**Text extract:**
Community

Expected goals part two: the pros and cons for FPL

Leading on from “Expected Goals, Part One“, I would like to touch on the pros and cons of xG and its use in FPL. Hopefully it produces some discussion within the community and can help give a better perspective in some areas.

xG as a predictive model

Taking all of the information from Part One, what we get is a method of showing the sum total of shots and their quality in a given period (one match, series of matches, etc). For example, if a team had an xG rating of 1.89 from all of their shots in a particular football match but only scored one goal, we can conclude that they underperformed in terms of their xG.

If the xG showed 1.02, then we can conclude it was a somewhat fair representation of the chances they were presented with. If they scored one goal from a value of 0.25 then we can conclude that they overperformed in relation to their chance(s). So can we take these findings from the xG calculator and use it to try and predict future outcomes? In essence, no. We cannot use an xG calculator as a predictive tool on its own and here is why.

As a predictive model, many have tried to show correlations of Expected Goals per 90 minutes (xG/90) and Actual Goals per 90 minutes (aG/90), using small data points and small sample sizes in their findings. Through a statistical concept known as the Linear Regression Model, it attempts to quantify the findings almost in terms of binary (1 being absolute perfection and 0 being useless) using a process called R-squared.

The data points used in many xG regression models are so small (maybe 10-60 data points) that once again, large inaccuracies can be given – from a statistical point anyway. So what does this mean? Can we use xG as a predictive model at all? Well not without first looking at factors outside of the realms of xG.

The xG calculator can only portray what is happening. In isolation, it is not a predictive tool. The calculator is not saying “Liverpool scored one goal from an xG of 4.5, hence they underperformed and will correct this next week by scoring four goals”. These kind of assumptions are made by FPL managers, not by xG calculators. If we really wish to try and use xG as a predictive tool, then we need to first abandon the xG calculator and look at a wider range of factors in play.

One particular factor to examine is the nature of the shots. How many shots were there in a 1-0 game with a rating of 0.90 xG? Perhaps they were 10 mediocre shots with an xG of 0.09 and one happened to go in. Perhaps they were two close-range chances of 0.45 and one went in. Context and clarity are essential when trying to work out a predictive model, otherwise it becomes very misleading and problematic to us who wish to try and apply it to FPL (particularly when picking players).

**Written problem a:**
Copy word for word the passage of the expected goals article that begins with "The data points" and ends with "factors in play.".

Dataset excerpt
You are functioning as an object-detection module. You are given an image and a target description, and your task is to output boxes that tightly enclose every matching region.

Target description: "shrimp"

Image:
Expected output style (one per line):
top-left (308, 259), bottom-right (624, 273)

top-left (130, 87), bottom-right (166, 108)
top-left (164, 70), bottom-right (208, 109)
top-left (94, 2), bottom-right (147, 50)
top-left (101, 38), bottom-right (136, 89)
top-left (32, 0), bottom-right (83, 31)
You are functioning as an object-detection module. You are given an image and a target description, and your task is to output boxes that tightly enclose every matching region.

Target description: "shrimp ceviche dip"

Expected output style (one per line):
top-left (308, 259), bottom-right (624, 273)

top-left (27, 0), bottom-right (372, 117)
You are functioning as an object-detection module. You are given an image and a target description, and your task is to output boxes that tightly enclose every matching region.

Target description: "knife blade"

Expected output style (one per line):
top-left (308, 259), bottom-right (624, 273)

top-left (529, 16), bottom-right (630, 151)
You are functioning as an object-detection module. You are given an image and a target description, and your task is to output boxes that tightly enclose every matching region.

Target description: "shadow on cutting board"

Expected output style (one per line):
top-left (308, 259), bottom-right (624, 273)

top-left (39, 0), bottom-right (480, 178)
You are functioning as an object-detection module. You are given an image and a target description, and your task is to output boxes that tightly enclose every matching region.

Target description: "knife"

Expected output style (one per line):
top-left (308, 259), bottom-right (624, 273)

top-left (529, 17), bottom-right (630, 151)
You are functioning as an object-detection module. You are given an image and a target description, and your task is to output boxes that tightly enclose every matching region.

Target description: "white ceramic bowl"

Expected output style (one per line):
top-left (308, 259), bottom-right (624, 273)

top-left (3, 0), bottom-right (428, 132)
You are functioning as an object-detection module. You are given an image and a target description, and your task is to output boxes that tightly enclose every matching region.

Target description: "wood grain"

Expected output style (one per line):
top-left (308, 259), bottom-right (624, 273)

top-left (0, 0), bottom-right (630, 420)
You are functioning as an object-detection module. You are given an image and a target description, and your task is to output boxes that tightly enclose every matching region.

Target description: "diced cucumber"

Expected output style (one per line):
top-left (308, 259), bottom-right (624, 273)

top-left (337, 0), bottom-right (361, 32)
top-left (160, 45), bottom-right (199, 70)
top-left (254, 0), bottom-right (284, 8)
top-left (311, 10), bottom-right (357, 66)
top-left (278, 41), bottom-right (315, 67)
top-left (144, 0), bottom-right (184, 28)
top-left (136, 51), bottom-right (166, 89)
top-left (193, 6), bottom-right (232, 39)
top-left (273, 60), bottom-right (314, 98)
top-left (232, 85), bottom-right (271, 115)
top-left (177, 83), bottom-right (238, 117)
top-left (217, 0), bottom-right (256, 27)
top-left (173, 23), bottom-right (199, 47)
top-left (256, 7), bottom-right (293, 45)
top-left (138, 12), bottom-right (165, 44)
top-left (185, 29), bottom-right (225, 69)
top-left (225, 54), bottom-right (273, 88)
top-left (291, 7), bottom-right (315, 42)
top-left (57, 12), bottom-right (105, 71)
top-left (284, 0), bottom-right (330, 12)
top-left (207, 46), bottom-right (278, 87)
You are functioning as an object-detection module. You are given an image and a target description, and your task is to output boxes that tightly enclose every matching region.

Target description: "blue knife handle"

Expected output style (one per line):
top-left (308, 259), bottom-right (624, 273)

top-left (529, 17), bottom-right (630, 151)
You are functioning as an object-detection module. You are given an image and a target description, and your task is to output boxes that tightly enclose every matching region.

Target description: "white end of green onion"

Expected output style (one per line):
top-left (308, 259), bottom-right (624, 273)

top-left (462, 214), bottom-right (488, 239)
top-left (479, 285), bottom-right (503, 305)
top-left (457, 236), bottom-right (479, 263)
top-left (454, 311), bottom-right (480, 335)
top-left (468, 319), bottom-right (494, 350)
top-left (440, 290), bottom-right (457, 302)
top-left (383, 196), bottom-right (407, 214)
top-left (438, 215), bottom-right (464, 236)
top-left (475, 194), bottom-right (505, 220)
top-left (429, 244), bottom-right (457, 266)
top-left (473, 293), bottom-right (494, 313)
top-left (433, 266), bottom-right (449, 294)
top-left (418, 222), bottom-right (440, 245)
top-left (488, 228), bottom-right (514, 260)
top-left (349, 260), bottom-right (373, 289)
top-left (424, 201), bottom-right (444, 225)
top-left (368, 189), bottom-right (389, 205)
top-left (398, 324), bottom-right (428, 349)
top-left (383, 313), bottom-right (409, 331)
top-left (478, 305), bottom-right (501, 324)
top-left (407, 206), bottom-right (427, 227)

**Written problem b:**
Count the lines in the records that contain the string "knife", and reply with the number alone.

**Written reply a:**
The data points used in many xG regression models are so small (maybe 10-60 data points) that once again, large inaccuracies can be given – from a statistical point anyway. So what does this mean? Can we use xG as a predictive model at all? Well not without first looking at factors outside of the realms of xG.

The xG calculator can only portray what is happening. In isolation, it is not a predictive tool. The calculator is not saying “Liverpool scored one goal from an xG of 4.5, hence they underperformed and will correct this next week by scoring four goals”. These kind of assumptions are made by FPL managers, not by xG calculators. If we really wish to try and use xG as a predictive tool, then we need to first abandon the xG calculator and look at a wider range of factors in play.

**Written reply b:**
3